Schrijf een vervolg op de uitspraak over de afgewezen IOAW-aanvraag. Begin direct na de laatste zin.

BRONDOCUMENT:

════

Beoordeling door de voorzieningenrechter

Afbakening van het geschil
2. Verzoeker heeft ter zitting verklaard dat het verzoek om voorlopige voorziening slechts ziet op de handhaving van de afwijzing van zijn aanvraag om een IOAW-uitkering en niet (tevens) op de terugvordering.
3. De voorzieningenrechter wijst het verzoek af. Hierna legt de voorzieningenrechter uit hoe zij tot dit oordeel komt en welke gevolgen dit oordeel heeft. Het oordeel van de voorzieningenrechter heeft een voorlopig karakter en bindt de rechtbank in een (eventueel) bodemgeding niet.
Herhaald verzoek om een voorlopige voorziening
4. Verzoeker heeft tijdens de bezwaarprocedure de voorzieningenrechter middels een tweetal verzoeken verzocht om voorlopige voorzieningen te treffen. Die verzoeken zijn bij de rechtbank geregistreerd met de zaaknummers ROT 23/821 (terugvordering) en ROT 23/822 (afwijzing van de IOAW-aanvraag). Bij uitspraak van 20 maart 2023 (gepubliceerd op rechtspraak.nl onder ECLI:NL:RBROT:2023:2330) heeft de voorzieningenrechter beide verzoeken afgewezen. De voorzieningenrechter oordeelde dat verzoeker bij zijn verzoek met nummer ROT 23/821 geen spoedeisend belang heeft. Het verzoek met nummer ROT 23/822 is afgewezen omdat verzoeker (ook) naar het oordeel van de voorzieningenrechter geen Unieburger is, geen verblijfsrecht ontleent aan het Unierecht en niet als staatloos kan worden aangemerkt. Verzoeker maakt daarom, op grond van artikel 6, eerste en derde lid, van de IOAW, geen aanspraak op een IOAW-uitkering.

════

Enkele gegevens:
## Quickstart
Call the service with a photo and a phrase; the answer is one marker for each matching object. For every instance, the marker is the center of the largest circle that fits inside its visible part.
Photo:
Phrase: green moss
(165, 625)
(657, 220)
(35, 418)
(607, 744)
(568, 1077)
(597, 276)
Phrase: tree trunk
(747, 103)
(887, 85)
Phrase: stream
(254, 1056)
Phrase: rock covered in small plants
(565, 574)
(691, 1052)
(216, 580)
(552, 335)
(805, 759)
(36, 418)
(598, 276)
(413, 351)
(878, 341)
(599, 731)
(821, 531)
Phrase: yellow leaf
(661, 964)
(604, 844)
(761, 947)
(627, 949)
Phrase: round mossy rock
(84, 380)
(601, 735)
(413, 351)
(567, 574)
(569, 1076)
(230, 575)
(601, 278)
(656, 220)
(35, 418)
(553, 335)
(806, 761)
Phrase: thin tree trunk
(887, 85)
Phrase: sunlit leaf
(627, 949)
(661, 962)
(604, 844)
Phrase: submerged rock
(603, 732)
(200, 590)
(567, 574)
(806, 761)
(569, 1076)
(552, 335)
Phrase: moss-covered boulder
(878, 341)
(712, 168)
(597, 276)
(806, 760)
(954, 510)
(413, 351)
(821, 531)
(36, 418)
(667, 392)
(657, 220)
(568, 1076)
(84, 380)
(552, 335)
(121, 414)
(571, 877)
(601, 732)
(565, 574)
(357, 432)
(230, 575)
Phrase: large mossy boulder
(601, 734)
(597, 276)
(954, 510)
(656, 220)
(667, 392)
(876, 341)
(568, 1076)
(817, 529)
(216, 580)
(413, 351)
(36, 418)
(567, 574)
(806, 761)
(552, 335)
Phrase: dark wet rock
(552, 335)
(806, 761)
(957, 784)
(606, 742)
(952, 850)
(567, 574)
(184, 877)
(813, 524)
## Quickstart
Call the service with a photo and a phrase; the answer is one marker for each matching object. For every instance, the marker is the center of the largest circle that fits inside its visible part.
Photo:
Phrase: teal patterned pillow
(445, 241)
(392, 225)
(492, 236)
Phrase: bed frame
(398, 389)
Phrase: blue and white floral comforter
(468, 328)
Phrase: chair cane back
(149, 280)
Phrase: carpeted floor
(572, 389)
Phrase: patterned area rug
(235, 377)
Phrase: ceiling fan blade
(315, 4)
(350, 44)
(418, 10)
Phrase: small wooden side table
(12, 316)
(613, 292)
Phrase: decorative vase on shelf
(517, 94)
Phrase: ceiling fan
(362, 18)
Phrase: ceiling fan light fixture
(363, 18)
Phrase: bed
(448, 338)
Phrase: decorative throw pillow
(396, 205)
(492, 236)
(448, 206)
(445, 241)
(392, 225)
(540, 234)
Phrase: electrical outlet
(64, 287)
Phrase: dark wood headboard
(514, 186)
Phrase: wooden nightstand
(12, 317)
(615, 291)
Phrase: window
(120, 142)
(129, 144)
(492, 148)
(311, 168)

════

ANTWOORD OEFENING:
5. Naar vaste rechtspraak is de beslissing op een verzoek om een voorlopige voorziening tijdens de bezwaarprocedure in beginsel bedoeld om te gelden totdat op het bezwaar is beslist en – wanneer vervolgens beroep wordt ingesteld – de rechtbank op dat beroep heeft beslist. Als hangende dat bezwaar of beroep opnieuw om een voorlopige voorziening wordt verzocht, terwijl het standpunt van het bestuursorgaan ongewijzigd is gebleven, is er in beginsel geen aanleiding het eerder gegeven voorlopig oordeel over de uitkomst van de bodemprocedure opnieuw te bezien. Dit is slechts anders als er sprake is van ernstige onvolkomenheden in de eerdere uitspraak van de voorzieningenrechter dan wel van een belangrijke wijziging van de relevante feiten en omstandigheden. Zie bijvoorbeeld de uitspraak van de Centrale Raad van Beroep van 7 september 2020, ECLI:NL:CRVB:2020:2141.
6. De voorzieningenrechter stelt vast dat verzoeker tijdens de bezwaarprocedure om een voorlopige voorziening heeft gevraagd, dat dit verzoek door de voorzieningenrechter is afgewezen en dat verzoeker hangende beroep opnieuw om een voorlopige voorziening verzoekt, terwijl het standpunt van verweerder in de beslissing op bezwaar ongewijzigd is gebleven. Ter zitting heeft verzoeker nadrukkelijk gesteld dat van ernstige onvolkomenheden in de uitspraak van 20 maart 2023 geen sprake is. Dat is de voorzieningenrechter ook niet gebleken. De voorzieningenrechter zal daarom beoordelen of wat verzoeker ter onderbouwing van zijn verzoekschrift heeft aangevoerd een belangrijke wijziging van de relevante feiten en omstandigheden bevat.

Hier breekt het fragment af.